### STATED TASK
Exact copies are required of the lines from the line containing "Locate each instance of the woman" through the final line of the listing, both included, and of no other lines.

### WORKING DATA
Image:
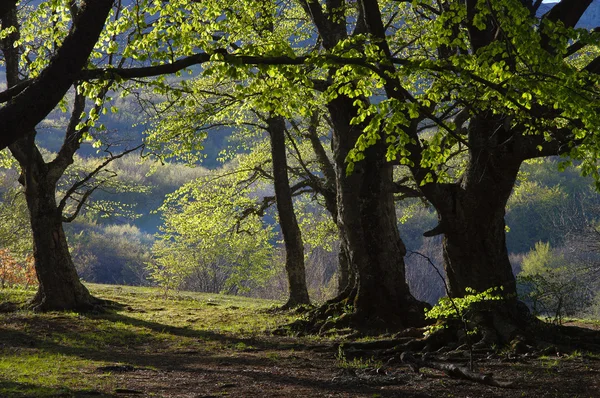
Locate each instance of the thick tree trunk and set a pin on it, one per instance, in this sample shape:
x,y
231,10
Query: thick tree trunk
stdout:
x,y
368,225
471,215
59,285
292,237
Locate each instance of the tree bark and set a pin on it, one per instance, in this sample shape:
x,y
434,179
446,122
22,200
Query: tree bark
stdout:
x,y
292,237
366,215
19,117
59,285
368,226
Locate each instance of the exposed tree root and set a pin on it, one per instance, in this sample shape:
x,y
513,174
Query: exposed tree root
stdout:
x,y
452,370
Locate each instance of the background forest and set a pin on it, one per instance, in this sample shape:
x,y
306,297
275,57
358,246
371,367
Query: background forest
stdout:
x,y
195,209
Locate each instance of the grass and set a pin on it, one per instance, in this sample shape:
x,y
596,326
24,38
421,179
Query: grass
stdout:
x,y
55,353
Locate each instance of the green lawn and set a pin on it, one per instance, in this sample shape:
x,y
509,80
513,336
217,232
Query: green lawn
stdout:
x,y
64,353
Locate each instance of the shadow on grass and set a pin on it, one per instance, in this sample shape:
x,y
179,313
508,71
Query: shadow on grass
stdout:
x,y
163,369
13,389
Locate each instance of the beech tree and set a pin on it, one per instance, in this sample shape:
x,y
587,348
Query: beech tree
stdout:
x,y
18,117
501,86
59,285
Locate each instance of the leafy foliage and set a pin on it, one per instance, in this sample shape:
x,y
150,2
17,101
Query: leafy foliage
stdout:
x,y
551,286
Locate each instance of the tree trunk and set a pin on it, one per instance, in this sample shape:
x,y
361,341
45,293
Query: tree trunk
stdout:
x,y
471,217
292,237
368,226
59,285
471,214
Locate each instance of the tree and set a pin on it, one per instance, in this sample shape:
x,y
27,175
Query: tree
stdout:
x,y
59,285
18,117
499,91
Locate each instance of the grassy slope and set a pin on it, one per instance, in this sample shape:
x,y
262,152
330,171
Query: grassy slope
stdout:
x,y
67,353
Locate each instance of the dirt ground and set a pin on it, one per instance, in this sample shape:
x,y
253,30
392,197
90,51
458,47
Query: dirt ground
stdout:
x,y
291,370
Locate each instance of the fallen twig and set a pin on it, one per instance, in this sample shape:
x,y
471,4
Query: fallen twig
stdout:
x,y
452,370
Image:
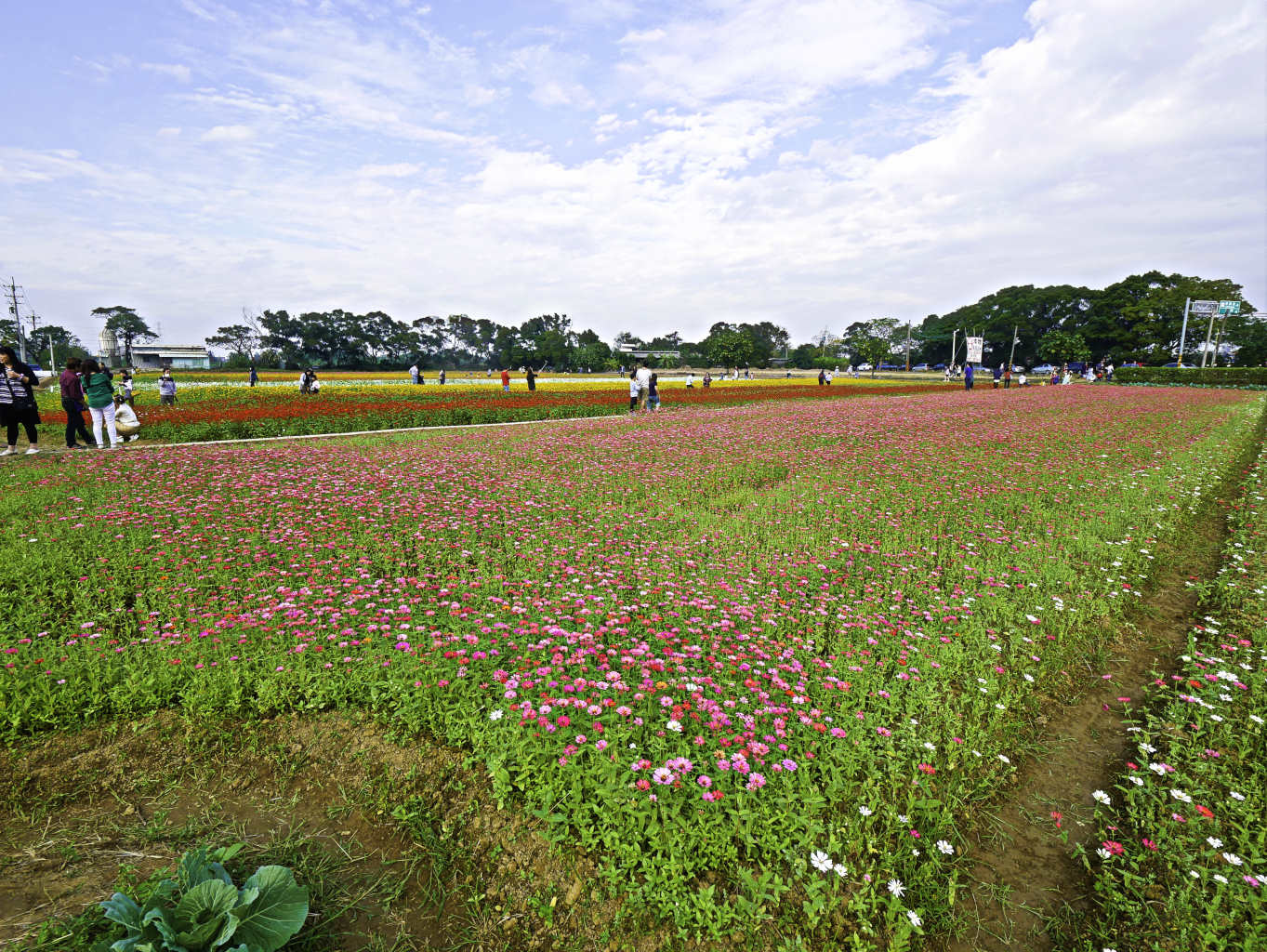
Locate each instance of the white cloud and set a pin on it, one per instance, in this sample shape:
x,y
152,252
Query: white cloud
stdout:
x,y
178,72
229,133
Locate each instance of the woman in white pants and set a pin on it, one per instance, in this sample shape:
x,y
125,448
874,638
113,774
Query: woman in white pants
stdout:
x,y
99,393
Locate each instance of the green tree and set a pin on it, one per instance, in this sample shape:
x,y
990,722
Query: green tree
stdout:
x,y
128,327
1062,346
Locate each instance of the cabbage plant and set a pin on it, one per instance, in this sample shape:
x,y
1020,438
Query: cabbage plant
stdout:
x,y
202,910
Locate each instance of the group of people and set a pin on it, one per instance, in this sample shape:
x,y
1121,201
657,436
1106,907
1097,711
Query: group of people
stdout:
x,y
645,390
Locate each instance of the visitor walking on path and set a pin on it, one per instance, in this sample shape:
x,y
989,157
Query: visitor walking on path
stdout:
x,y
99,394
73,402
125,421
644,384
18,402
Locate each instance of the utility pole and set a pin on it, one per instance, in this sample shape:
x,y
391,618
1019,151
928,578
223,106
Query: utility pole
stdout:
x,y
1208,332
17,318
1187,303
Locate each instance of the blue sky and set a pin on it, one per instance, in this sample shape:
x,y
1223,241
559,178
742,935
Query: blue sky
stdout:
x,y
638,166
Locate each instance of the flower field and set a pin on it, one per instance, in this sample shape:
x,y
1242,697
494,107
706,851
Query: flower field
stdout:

### WORKED ANSWER
Locate each instance of the woman in white pants and set a pin on it, one per instance, in this sample shape:
x,y
125,448
874,638
113,774
Query: woman in white pants
stdout:
x,y
99,393
Locate each instance of the green tree and set a pin on it, one per instance, in this sample shape:
x,y
990,722
Query: green tree
stdout:
x,y
128,327
1062,346
Locate each instance of the cabbage plant and set a pin on it, one per instance, in this sample shape:
x,y
1020,438
Query: cabbage plant
stdout:
x,y
202,910
Locate each instance of the group of people and set a pin on it, one per instance, in this sample shape:
x,y
1121,201
657,436
1106,907
1097,711
Query: group of people
stdout:
x,y
645,390
Locate each instance of the visitor walking on path and set a pin on it, one per instance, in this sample shape:
x,y
989,157
Query: visitor walking on path
stdout:
x,y
99,394
73,402
125,421
644,384
18,402
Locate each instance of the utility pole and set a pin on it, one per instance, in this sample shape:
x,y
391,618
1019,151
928,578
223,106
Query: utility pole
stdout:
x,y
1208,332
17,318
1187,303
Locate each instance of the blue sky and set a pin on it, one per instance, in this sample shape:
x,y
1223,241
559,178
742,935
Query: blue sky
stdout:
x,y
638,166
Locate each instance of the flower field and set a pin on it, one per instance, in this sample shape:
x,y
1242,697
494,107
706,851
Query: flower field
stdout:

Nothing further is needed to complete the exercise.